[[ PASSAGE PROVIDED open ]]
"A broken system with no bandaid”: Lifeline funding for universities potentially scrapped
University leaders are on tenterhooks as the Government appears to turn their back while crucial funding dries up.
Last week, Stuff reporter Glenn McConnell revealed that the Government plans to end a $128 million lifeline funding injection that was introduced in 2023.
Tertiary Education Union (TEU) national secretary Sandra Grey told Massive that staff and students will suffer the consequences if Government funding does not increase soon.
This comes as universities have made massive cuts to staff and courses since 2023, including Massey themselves cutting over 500 courses last year.
Grey’s frustration was palpable, "It’s significant in that the funding model still hasn’t been rectified — now we have a broken system with no bandaid.”
“Without more from the Government, more comes from the student loan for most people and has a massive impact over time. That shows they know, they know, that the institutions need extra funding.”
When the then-Labour Government announced the ‘lifeline’ funding plan across four years, the true extent of universities’ financial chaos came to public light. In 2025 universities were supposed to receive $56 million.
That funding was set to expire in 2025, buying time for the new National Government to make changes to the funding model.
Sector stakeholders have said losing this lifeline will force universities to consider what more to cut.
UniversitiesNZ, which represents Aotearoa’s eight university vice-chancellors, spelled out this dire warning in a recent briefing to Dr Shane Reti, the minister for universities.
[[ PASSAGE PROVIDED closed ]]
[[ MATERIAL SUPPLIED open ]]
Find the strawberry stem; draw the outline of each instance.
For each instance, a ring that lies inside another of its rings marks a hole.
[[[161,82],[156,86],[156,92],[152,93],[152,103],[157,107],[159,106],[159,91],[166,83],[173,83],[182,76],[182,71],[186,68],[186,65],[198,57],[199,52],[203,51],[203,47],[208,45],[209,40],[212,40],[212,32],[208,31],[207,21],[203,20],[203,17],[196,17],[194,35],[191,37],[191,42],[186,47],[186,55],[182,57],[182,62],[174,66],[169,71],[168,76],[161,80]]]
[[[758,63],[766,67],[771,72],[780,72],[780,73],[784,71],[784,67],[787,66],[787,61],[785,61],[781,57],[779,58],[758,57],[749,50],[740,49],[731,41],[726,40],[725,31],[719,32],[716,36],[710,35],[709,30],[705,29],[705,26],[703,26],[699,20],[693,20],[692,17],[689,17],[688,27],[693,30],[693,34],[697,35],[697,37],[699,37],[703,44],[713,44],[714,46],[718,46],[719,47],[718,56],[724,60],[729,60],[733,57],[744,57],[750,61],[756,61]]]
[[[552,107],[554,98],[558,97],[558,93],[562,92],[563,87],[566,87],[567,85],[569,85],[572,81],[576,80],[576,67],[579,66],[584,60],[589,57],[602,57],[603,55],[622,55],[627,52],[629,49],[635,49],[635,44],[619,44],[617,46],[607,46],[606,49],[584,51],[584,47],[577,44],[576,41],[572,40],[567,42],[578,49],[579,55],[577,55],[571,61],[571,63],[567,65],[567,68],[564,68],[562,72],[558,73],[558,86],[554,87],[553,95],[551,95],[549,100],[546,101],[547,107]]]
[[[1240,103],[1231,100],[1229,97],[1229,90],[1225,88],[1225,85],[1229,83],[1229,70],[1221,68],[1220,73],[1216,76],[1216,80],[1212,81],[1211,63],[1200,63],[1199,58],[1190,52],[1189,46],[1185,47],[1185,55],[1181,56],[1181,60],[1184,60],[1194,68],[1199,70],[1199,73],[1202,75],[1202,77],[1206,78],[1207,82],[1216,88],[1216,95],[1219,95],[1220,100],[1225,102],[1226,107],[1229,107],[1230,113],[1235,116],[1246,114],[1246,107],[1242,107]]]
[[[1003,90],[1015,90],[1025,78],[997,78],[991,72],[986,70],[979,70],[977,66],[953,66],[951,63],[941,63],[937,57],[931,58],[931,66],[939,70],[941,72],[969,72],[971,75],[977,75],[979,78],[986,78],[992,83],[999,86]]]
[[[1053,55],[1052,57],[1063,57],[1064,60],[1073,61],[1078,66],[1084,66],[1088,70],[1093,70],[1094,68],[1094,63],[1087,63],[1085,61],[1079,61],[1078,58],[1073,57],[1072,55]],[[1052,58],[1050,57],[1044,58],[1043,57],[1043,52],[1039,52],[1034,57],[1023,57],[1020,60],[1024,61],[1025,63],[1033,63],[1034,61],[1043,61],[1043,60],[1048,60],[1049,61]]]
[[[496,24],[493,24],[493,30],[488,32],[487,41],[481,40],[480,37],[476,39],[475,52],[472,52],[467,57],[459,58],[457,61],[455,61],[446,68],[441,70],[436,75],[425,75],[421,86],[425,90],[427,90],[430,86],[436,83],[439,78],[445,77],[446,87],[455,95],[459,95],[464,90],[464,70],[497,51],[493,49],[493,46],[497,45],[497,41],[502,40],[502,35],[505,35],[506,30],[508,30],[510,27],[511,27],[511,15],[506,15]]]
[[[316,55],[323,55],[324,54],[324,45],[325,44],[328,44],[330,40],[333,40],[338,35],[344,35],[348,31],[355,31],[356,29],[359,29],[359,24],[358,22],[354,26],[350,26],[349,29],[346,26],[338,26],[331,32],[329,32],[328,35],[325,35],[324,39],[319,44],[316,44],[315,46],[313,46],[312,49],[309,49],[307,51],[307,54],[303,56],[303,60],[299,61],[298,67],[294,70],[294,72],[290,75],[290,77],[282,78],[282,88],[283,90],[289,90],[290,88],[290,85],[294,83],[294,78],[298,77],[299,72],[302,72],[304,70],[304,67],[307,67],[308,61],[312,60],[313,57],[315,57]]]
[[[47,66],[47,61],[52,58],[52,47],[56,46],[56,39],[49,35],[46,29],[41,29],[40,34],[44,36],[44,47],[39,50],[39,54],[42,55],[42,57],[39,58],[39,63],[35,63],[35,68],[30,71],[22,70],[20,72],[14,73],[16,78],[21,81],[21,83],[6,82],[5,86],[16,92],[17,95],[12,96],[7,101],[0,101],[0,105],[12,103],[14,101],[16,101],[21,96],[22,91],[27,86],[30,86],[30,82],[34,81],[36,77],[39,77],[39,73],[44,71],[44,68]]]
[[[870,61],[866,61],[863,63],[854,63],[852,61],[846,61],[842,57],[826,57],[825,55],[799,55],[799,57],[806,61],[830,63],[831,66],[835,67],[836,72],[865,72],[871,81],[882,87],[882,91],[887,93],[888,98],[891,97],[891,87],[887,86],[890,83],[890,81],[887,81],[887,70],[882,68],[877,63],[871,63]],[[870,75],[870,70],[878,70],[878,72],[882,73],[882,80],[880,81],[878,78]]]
[[ MATERIAL SUPPLIED closed ]]
**TASK REQUIREMENTS**
Sum up the article on university lifeline funding in two sentences. The material that comes before this point is separate from the article and has nothing to do with it.

**TASK ANSWER**
A Stuff report revealed that the Government plans to end a $128 million lifeline funding injection for universities that was introduced in 2023, at a time when universities have already made large cuts to staff and courses. TEU national secretary Sandra Grey warned that staff and students will suffer if Government funding does not rise soon, calling it "a broken system with no bandaid," and sector stakeholders say losing the lifeline will force universities to consider what more to cut.